The empirical studies on the impact of migration on consumption expenditure are mixed. It is often argued that the impact depends on the nature of the jobs that migrants get in the urban area (Chandrasekhar et al., 2015). At the same time, the motives of the household behind undertaking migration become crucial in determining their consumption patterns (Chandrasekhar et al., 2015; Marta et al., 2020). While a large segment of literature finds that having a migrant in the household increases the consumption expenditure of left-behind families, various studies also show the impact on the consumption expenditure of left-behind families to be negative, with the increase in household income being diverted towards productive investments (Castaldo & Reilly, 2007; Chandrasekhar et al., 2015; Wang et al., 2021). Further, if the migrant is engaged in low-paying casual jobs, which is often the case in seasonal migration, the impact is insignificant in such cases. This is primarily because even if urbanisation means expanding economic opportunities in the cities, the nature of opportunities does not match the skill set of the individuals migrating from rural areas (Todaro, 1969). Additionally, the migration undertaken with the risk-diversification strategy may lead to an insignificant impact on the consumption of the household. In contrast, migration as an investment strategy is more likely to have a positive impact (Marta et al., 2020).
Moreover, many studies have observed a shift in the behavioural patterns where the migrant household’s consumption pattern may differ knowing there is a presence of migrants in the household (Castaldo & Reilly, 2007; Wang et al., 2021). Migrant households are likely to self-select themselves into migration, indicating the presence of selection bias in the data. The characteristics of households such as education, occupational status, attitude towards risk, size of the family, etc., which can cause differences in the decision to engage in migration are also likely to explain the differences in the expenditure patterns of the households after increased income due to migration. We, therefore, use the inverse probability-weighted (IPW) regression using propensity score as weights to eliminate the selection bias (Antman, 2013; Caliendo & Kopeinig, 2008; Kuhn et al., 2011; McKenzie et al., 2010).
In light of the above discussion, the aim is to understand, first, the determinants of the intensity of seasonal migration; and second, to understand the impact of migration on the per-capita consumption expenditure of the left-behind families of the migrants. This is estimated for per-capita food and non-food expenditure using panel data for eastern India as well as year-wise cross-sections.
Data and Variables
The study uses household-level panel data from the ICRISAT for Bihar, Jharkhand and Orissa for the period 2011–2014. 2 These three states in the eastern part of India are densely populated, with large proportions of the population living below the poverty line (Datta, 2020; Economic Survey of India, 2022). The data is collected from 12 villages using multiple schedules which cover a wide range of individual, household and village-level variables describing the demographic, social, economic and climatic conditions. The information on migration is available in the employment schedule, which collects monthly data. Table 1 describes the outcome variables, that is, food and non-food consumption, the treatment variables, that is, migration status and intensity, and other control variables.

> _DATASET EXCERPT_:
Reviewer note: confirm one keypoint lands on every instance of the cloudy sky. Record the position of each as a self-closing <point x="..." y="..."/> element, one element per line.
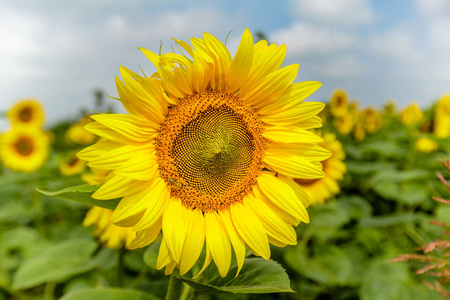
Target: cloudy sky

> _EXERCISE PROMPT_:
In the excerpt on seasonal migration and household consumption, which states and years does the ICRISAT panel data cover?

> _SOLUTION_:
Bihar, Jharkhand and Orissa, for 2011–2014.